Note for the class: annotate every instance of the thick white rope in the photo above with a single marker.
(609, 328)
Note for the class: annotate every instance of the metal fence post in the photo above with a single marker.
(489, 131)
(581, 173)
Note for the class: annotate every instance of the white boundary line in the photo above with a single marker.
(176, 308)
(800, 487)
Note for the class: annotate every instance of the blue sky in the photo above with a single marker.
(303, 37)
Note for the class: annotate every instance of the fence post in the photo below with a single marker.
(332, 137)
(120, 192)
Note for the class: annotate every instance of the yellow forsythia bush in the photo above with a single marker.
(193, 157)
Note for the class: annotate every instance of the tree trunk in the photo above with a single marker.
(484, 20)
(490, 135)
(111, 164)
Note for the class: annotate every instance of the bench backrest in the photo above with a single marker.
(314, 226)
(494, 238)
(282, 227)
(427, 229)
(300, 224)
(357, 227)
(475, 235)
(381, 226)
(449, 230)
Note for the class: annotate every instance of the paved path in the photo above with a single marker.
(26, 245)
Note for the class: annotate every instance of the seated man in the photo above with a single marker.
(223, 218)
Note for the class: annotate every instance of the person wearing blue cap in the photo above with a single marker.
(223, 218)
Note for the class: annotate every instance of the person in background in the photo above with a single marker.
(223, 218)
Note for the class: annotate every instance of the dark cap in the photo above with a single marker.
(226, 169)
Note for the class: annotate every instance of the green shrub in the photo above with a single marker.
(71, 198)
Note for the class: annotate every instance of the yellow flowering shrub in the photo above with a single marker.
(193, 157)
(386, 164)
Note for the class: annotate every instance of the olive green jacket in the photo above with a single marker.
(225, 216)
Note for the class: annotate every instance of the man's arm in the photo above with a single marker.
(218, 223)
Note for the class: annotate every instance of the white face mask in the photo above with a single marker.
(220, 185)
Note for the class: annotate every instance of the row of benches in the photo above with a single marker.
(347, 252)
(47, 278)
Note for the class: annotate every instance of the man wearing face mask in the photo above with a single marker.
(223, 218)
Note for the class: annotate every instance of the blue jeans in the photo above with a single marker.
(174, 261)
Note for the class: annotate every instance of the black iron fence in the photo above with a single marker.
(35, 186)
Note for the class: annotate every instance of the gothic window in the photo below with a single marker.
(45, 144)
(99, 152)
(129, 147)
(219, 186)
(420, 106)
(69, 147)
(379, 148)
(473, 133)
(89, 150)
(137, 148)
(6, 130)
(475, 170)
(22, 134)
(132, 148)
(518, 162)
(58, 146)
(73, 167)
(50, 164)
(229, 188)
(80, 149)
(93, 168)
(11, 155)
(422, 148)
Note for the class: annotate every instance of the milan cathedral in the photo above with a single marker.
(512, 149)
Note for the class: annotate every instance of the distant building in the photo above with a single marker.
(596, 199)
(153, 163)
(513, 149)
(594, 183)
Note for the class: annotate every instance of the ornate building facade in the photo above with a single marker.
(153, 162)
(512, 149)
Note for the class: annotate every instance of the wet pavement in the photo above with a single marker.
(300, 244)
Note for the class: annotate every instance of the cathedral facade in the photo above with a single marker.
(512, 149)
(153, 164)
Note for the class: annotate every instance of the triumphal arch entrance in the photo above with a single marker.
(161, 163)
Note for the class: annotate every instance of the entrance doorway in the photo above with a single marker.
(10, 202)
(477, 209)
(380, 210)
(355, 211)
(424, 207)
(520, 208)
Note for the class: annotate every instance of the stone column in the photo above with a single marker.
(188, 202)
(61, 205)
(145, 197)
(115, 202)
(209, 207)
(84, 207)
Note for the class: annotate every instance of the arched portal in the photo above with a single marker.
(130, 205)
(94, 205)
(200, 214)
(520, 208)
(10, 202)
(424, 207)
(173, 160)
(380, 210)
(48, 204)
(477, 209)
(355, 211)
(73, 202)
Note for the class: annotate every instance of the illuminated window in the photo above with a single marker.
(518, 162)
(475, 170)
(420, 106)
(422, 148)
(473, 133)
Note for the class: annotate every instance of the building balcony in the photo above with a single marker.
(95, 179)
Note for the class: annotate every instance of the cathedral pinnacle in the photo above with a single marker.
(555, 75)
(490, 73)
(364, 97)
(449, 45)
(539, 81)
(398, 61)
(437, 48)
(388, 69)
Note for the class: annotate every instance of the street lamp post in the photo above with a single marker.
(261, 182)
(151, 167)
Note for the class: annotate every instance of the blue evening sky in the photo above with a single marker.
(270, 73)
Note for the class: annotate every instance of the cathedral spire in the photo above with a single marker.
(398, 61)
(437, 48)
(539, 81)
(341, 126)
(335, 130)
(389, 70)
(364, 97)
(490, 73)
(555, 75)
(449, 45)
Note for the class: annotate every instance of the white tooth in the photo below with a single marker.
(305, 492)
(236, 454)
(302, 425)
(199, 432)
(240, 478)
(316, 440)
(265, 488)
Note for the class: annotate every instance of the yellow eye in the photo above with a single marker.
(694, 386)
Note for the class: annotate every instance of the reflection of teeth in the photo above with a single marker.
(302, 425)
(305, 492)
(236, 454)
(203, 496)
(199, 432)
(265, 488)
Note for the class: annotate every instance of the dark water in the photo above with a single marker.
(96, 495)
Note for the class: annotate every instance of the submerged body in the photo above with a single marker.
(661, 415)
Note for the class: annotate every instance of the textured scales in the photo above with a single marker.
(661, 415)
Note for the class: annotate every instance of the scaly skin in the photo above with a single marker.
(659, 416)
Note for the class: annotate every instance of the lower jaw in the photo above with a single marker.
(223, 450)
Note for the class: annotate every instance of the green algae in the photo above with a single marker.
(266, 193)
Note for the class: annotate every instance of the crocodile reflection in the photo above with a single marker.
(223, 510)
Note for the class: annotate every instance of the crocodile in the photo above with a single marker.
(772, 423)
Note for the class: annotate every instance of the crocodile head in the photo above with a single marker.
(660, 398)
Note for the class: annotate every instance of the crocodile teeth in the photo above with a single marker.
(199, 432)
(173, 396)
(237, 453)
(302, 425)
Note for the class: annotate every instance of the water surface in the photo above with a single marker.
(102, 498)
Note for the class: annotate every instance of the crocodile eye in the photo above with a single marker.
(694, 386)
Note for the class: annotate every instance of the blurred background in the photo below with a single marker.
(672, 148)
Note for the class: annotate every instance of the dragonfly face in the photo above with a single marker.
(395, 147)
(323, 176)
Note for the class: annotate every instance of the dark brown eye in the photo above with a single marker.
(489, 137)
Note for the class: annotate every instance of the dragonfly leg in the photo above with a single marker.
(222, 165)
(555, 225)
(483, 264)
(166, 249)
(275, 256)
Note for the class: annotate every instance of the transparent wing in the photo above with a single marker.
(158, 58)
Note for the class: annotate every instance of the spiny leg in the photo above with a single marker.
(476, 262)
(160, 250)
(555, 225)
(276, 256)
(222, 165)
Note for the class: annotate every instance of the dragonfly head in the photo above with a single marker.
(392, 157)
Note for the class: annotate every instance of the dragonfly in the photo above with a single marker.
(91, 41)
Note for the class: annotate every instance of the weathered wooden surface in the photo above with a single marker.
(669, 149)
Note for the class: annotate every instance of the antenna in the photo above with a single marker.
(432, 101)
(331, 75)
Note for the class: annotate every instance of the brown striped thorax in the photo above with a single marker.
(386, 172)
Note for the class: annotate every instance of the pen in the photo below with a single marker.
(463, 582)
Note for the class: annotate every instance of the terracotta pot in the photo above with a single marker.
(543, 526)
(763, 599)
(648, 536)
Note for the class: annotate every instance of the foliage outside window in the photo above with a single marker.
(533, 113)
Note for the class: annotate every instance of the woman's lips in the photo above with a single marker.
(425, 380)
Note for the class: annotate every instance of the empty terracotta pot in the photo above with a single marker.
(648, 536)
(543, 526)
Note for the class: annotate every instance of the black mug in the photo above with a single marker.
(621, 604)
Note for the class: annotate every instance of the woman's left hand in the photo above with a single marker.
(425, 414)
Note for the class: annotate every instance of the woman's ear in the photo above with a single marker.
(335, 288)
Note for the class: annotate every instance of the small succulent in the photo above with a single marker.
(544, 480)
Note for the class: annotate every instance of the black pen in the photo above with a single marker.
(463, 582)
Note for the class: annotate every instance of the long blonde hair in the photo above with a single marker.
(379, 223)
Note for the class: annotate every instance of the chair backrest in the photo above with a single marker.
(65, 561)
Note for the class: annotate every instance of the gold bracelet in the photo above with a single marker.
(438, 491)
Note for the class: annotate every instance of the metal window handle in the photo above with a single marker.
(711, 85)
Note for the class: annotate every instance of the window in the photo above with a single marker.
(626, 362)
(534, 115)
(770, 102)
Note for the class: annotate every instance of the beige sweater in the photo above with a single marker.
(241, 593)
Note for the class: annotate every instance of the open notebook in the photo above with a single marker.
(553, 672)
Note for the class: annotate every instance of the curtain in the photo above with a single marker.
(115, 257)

*EXERCISE:* Output exactly the lines above, from the one holding "Note for the class: annotate every instance of the black mug" through the end of the data, including the first and last.

*TASK ANSWER:*
Note for the class: annotate every instance of the black mug in the photo above with a single marker.
(621, 604)
Note for the class: annotate every instance of the woman's left hand in the photo above with a single marker.
(425, 414)
Note for the class: annotate every instance of the woman's ear in the photo above with a single marker.
(335, 288)
Note for the class: annotate every instance of the small succulent in the photo above with a single marker.
(544, 480)
Note for the class: annotate every instance of the black pen in the photo above with a single marker.
(463, 582)
Note for the class: annotate every instance of the long blonde hair in the photo above with a single marker.
(379, 223)
Note for the class: annotate every instance of the chair backrest in the photo above with a single marker.
(65, 561)
Note for the class: annotate every instance of the gold bracelet in the photo above with a single marker.
(438, 491)
Note for the class: annotate every instance of the metal window handle in the photo above with a single marker.
(711, 85)
Note for the class: annotate every instance of the window in the photo above with a single marker.
(626, 362)
(534, 115)
(770, 102)
Note for the class: annotate every instance of the beige sweater in the photo above with a single marker.
(241, 593)
Note for the class: annotate every instance of the open notebook in the photo above with a single marker.
(553, 672)
Note for the class: annotate every instance of the curtain in the photo above with a single marker.
(115, 257)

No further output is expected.